* Records from a data source
══════════════════════════════
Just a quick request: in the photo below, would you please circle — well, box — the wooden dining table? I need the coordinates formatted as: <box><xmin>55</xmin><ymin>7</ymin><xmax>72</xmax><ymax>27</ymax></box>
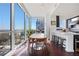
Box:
<box><xmin>28</xmin><ymin>33</ymin><xmax>47</xmax><ymax>55</ymax></box>
<box><xmin>29</xmin><ymin>33</ymin><xmax>47</xmax><ymax>44</ymax></box>
<box><xmin>30</xmin><ymin>33</ymin><xmax>46</xmax><ymax>39</ymax></box>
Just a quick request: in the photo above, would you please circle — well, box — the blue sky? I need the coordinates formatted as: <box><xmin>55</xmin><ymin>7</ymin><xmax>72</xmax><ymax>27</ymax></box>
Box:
<box><xmin>0</xmin><ymin>3</ymin><xmax>37</xmax><ymax>30</ymax></box>
<box><xmin>15</xmin><ymin>3</ymin><xmax>37</xmax><ymax>30</ymax></box>
<box><xmin>0</xmin><ymin>3</ymin><xmax>45</xmax><ymax>31</ymax></box>
<box><xmin>0</xmin><ymin>3</ymin><xmax>10</xmax><ymax>30</ymax></box>
<box><xmin>14</xmin><ymin>3</ymin><xmax>24</xmax><ymax>30</ymax></box>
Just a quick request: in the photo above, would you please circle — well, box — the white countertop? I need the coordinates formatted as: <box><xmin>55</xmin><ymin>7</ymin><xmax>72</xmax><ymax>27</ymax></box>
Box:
<box><xmin>53</xmin><ymin>30</ymin><xmax>71</xmax><ymax>39</ymax></box>
<box><xmin>52</xmin><ymin>30</ymin><xmax>79</xmax><ymax>41</ymax></box>
<box><xmin>52</xmin><ymin>30</ymin><xmax>75</xmax><ymax>52</ymax></box>
<box><xmin>53</xmin><ymin>30</ymin><xmax>79</xmax><ymax>35</ymax></box>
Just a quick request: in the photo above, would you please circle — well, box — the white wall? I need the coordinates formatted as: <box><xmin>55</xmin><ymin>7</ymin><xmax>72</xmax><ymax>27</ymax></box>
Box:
<box><xmin>44</xmin><ymin>16</ymin><xmax>51</xmax><ymax>39</ymax></box>
<box><xmin>45</xmin><ymin>16</ymin><xmax>56</xmax><ymax>41</ymax></box>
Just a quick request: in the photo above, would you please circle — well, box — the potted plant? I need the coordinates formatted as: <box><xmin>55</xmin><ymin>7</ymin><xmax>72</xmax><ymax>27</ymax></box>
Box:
<box><xmin>26</xmin><ymin>29</ymin><xmax>35</xmax><ymax>38</ymax></box>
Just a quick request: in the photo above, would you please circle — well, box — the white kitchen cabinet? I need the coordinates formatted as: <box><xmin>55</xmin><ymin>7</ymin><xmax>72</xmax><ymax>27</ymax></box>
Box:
<box><xmin>52</xmin><ymin>31</ymin><xmax>74</xmax><ymax>52</ymax></box>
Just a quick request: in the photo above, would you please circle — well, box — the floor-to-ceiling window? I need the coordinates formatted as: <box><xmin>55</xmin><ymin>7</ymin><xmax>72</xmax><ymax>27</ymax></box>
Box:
<box><xmin>30</xmin><ymin>17</ymin><xmax>44</xmax><ymax>35</ymax></box>
<box><xmin>0</xmin><ymin>3</ymin><xmax>11</xmax><ymax>56</ymax></box>
<box><xmin>31</xmin><ymin>17</ymin><xmax>37</xmax><ymax>34</ymax></box>
<box><xmin>0</xmin><ymin>3</ymin><xmax>29</xmax><ymax>55</ymax></box>
<box><xmin>25</xmin><ymin>15</ymin><xmax>29</xmax><ymax>38</ymax></box>
<box><xmin>14</xmin><ymin>4</ymin><xmax>25</xmax><ymax>45</ymax></box>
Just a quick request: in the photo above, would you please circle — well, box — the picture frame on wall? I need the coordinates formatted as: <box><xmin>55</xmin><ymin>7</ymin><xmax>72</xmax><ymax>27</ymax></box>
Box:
<box><xmin>51</xmin><ymin>21</ymin><xmax>56</xmax><ymax>25</ymax></box>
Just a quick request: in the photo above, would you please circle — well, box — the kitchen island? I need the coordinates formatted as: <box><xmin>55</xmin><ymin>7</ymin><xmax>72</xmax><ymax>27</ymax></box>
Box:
<box><xmin>52</xmin><ymin>30</ymin><xmax>79</xmax><ymax>52</ymax></box>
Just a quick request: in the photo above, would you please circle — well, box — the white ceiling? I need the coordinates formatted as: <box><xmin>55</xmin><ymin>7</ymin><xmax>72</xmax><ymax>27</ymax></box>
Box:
<box><xmin>23</xmin><ymin>3</ymin><xmax>59</xmax><ymax>17</ymax></box>
<box><xmin>23</xmin><ymin>3</ymin><xmax>79</xmax><ymax>19</ymax></box>
<box><xmin>52</xmin><ymin>3</ymin><xmax>79</xmax><ymax>19</ymax></box>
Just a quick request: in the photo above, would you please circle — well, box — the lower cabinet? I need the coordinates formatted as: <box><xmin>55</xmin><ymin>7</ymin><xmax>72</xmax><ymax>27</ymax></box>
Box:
<box><xmin>52</xmin><ymin>35</ymin><xmax>66</xmax><ymax>48</ymax></box>
<box><xmin>74</xmin><ymin>35</ymin><xmax>79</xmax><ymax>52</ymax></box>
<box><xmin>52</xmin><ymin>32</ymin><xmax>74</xmax><ymax>52</ymax></box>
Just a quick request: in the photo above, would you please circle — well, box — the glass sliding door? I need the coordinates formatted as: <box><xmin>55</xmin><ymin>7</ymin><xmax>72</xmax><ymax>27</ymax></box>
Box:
<box><xmin>14</xmin><ymin>3</ymin><xmax>25</xmax><ymax>45</ymax></box>
<box><xmin>0</xmin><ymin>3</ymin><xmax>11</xmax><ymax>55</ymax></box>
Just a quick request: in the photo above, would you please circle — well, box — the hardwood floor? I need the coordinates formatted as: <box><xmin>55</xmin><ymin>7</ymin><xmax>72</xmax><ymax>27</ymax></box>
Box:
<box><xmin>13</xmin><ymin>41</ymin><xmax>79</xmax><ymax>56</ymax></box>
<box><xmin>48</xmin><ymin>41</ymin><xmax>79</xmax><ymax>56</ymax></box>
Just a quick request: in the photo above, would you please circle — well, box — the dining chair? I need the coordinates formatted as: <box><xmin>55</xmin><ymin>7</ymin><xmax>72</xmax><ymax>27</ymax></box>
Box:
<box><xmin>28</xmin><ymin>37</ymin><xmax>47</xmax><ymax>56</ymax></box>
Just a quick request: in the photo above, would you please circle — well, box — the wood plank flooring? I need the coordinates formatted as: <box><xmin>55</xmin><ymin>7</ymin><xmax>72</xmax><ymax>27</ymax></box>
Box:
<box><xmin>13</xmin><ymin>41</ymin><xmax>79</xmax><ymax>56</ymax></box>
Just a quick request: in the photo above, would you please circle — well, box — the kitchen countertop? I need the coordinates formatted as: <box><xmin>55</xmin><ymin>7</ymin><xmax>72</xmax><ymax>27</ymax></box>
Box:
<box><xmin>52</xmin><ymin>30</ymin><xmax>79</xmax><ymax>40</ymax></box>
<box><xmin>52</xmin><ymin>30</ymin><xmax>75</xmax><ymax>52</ymax></box>
<box><xmin>53</xmin><ymin>30</ymin><xmax>79</xmax><ymax>35</ymax></box>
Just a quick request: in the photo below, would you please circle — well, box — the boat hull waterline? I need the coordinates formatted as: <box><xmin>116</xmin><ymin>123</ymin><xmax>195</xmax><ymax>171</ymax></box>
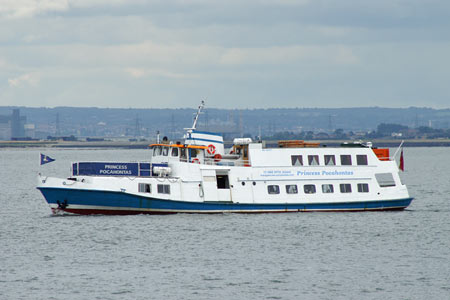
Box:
<box><xmin>38</xmin><ymin>187</ymin><xmax>413</xmax><ymax>215</ymax></box>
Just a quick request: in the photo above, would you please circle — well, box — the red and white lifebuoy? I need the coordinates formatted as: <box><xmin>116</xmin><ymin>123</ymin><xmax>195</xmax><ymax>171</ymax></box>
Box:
<box><xmin>207</xmin><ymin>144</ymin><xmax>216</xmax><ymax>155</ymax></box>
<box><xmin>191</xmin><ymin>158</ymin><xmax>200</xmax><ymax>164</ymax></box>
<box><xmin>214</xmin><ymin>153</ymin><xmax>222</xmax><ymax>162</ymax></box>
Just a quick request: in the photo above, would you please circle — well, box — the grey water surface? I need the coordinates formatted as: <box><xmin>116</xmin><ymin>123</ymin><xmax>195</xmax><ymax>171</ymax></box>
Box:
<box><xmin>0</xmin><ymin>147</ymin><xmax>449</xmax><ymax>300</ymax></box>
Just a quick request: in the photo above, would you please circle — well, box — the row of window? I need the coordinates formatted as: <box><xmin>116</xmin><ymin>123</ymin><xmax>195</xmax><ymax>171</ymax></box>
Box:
<box><xmin>267</xmin><ymin>183</ymin><xmax>370</xmax><ymax>195</ymax></box>
<box><xmin>138</xmin><ymin>183</ymin><xmax>171</xmax><ymax>194</ymax></box>
<box><xmin>153</xmin><ymin>146</ymin><xmax>184</xmax><ymax>157</ymax></box>
<box><xmin>153</xmin><ymin>146</ymin><xmax>199</xmax><ymax>160</ymax></box>
<box><xmin>291</xmin><ymin>154</ymin><xmax>368</xmax><ymax>166</ymax></box>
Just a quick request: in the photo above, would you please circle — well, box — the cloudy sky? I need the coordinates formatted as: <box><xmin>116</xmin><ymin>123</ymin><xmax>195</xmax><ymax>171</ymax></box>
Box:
<box><xmin>1</xmin><ymin>0</ymin><xmax>449</xmax><ymax>109</ymax></box>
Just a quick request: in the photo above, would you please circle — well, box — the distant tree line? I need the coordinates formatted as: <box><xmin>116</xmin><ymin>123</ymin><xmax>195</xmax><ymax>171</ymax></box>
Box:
<box><xmin>263</xmin><ymin>123</ymin><xmax>450</xmax><ymax>140</ymax></box>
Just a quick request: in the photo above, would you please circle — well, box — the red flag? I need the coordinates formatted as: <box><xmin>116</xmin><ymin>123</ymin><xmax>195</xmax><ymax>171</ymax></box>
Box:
<box><xmin>399</xmin><ymin>149</ymin><xmax>404</xmax><ymax>171</ymax></box>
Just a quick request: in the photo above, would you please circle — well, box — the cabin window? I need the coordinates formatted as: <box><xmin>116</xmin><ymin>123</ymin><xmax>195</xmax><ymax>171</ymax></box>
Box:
<box><xmin>162</xmin><ymin>147</ymin><xmax>169</xmax><ymax>156</ymax></box>
<box><xmin>375</xmin><ymin>173</ymin><xmax>396</xmax><ymax>187</ymax></box>
<box><xmin>322</xmin><ymin>184</ymin><xmax>334</xmax><ymax>193</ymax></box>
<box><xmin>304</xmin><ymin>184</ymin><xmax>316</xmax><ymax>194</ymax></box>
<box><xmin>357</xmin><ymin>155</ymin><xmax>368</xmax><ymax>165</ymax></box>
<box><xmin>190</xmin><ymin>148</ymin><xmax>198</xmax><ymax>158</ymax></box>
<box><xmin>340</xmin><ymin>155</ymin><xmax>352</xmax><ymax>165</ymax></box>
<box><xmin>357</xmin><ymin>183</ymin><xmax>369</xmax><ymax>193</ymax></box>
<box><xmin>291</xmin><ymin>155</ymin><xmax>303</xmax><ymax>166</ymax></box>
<box><xmin>180</xmin><ymin>148</ymin><xmax>187</xmax><ymax>161</ymax></box>
<box><xmin>324</xmin><ymin>155</ymin><xmax>336</xmax><ymax>166</ymax></box>
<box><xmin>153</xmin><ymin>146</ymin><xmax>162</xmax><ymax>156</ymax></box>
<box><xmin>340</xmin><ymin>183</ymin><xmax>352</xmax><ymax>193</ymax></box>
<box><xmin>267</xmin><ymin>185</ymin><xmax>280</xmax><ymax>194</ymax></box>
<box><xmin>308</xmin><ymin>155</ymin><xmax>319</xmax><ymax>166</ymax></box>
<box><xmin>138</xmin><ymin>183</ymin><xmax>151</xmax><ymax>193</ymax></box>
<box><xmin>157</xmin><ymin>184</ymin><xmax>170</xmax><ymax>194</ymax></box>
<box><xmin>171</xmin><ymin>147</ymin><xmax>179</xmax><ymax>157</ymax></box>
<box><xmin>286</xmin><ymin>184</ymin><xmax>298</xmax><ymax>194</ymax></box>
<box><xmin>216</xmin><ymin>175</ymin><xmax>230</xmax><ymax>189</ymax></box>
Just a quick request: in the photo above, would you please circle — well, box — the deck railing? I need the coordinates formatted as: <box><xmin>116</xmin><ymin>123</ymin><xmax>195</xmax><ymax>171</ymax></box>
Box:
<box><xmin>203</xmin><ymin>158</ymin><xmax>250</xmax><ymax>167</ymax></box>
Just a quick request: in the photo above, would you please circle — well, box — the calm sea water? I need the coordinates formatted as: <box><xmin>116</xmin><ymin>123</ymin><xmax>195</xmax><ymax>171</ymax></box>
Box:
<box><xmin>0</xmin><ymin>147</ymin><xmax>449</xmax><ymax>300</ymax></box>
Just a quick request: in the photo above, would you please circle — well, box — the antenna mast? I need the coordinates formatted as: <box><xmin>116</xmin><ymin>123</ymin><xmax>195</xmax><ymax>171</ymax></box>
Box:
<box><xmin>191</xmin><ymin>100</ymin><xmax>205</xmax><ymax>131</ymax></box>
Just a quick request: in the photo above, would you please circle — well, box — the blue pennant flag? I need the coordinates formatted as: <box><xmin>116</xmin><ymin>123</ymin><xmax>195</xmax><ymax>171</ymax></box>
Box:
<box><xmin>40</xmin><ymin>153</ymin><xmax>55</xmax><ymax>165</ymax></box>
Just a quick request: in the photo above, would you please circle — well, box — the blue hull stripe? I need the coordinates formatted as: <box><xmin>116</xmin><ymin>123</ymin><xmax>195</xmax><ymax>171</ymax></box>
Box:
<box><xmin>185</xmin><ymin>137</ymin><xmax>224</xmax><ymax>144</ymax></box>
<box><xmin>192</xmin><ymin>130</ymin><xmax>223</xmax><ymax>137</ymax></box>
<box><xmin>38</xmin><ymin>187</ymin><xmax>413</xmax><ymax>214</ymax></box>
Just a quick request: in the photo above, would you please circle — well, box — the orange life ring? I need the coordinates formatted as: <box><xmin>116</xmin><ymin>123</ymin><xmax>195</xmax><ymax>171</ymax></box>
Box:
<box><xmin>207</xmin><ymin>144</ymin><xmax>216</xmax><ymax>155</ymax></box>
<box><xmin>192</xmin><ymin>158</ymin><xmax>200</xmax><ymax>164</ymax></box>
<box><xmin>214</xmin><ymin>153</ymin><xmax>222</xmax><ymax>162</ymax></box>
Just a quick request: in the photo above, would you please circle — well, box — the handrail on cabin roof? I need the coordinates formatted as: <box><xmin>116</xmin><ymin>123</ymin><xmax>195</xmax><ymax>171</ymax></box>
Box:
<box><xmin>149</xmin><ymin>143</ymin><xmax>208</xmax><ymax>150</ymax></box>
══════════════════════════════
* TASK BRIEF
From the records above, copy every line that holds the word "window".

* EXERCISE SOLUTION
Just a quick request: in the photo above, would you please circle — well, box — the floor-to-ceiling window? I need the coordinates formatted as: <box><xmin>55</xmin><ymin>7</ymin><xmax>72</xmax><ymax>27</ymax></box>
Just a quick request: in the photo above, would you please circle — well, box — the row of window? I need the coordinates formatted as: <box><xmin>116</xmin><ymin>123</ymin><xmax>195</xmax><ymax>171</ymax></box>
Just a quick request: in the photo above, would you please circle — well, box — the cabin window? I need the coordinates formatted as: <box><xmin>116</xmin><ymin>123</ymin><xmax>195</xmax><ymax>171</ymax></box>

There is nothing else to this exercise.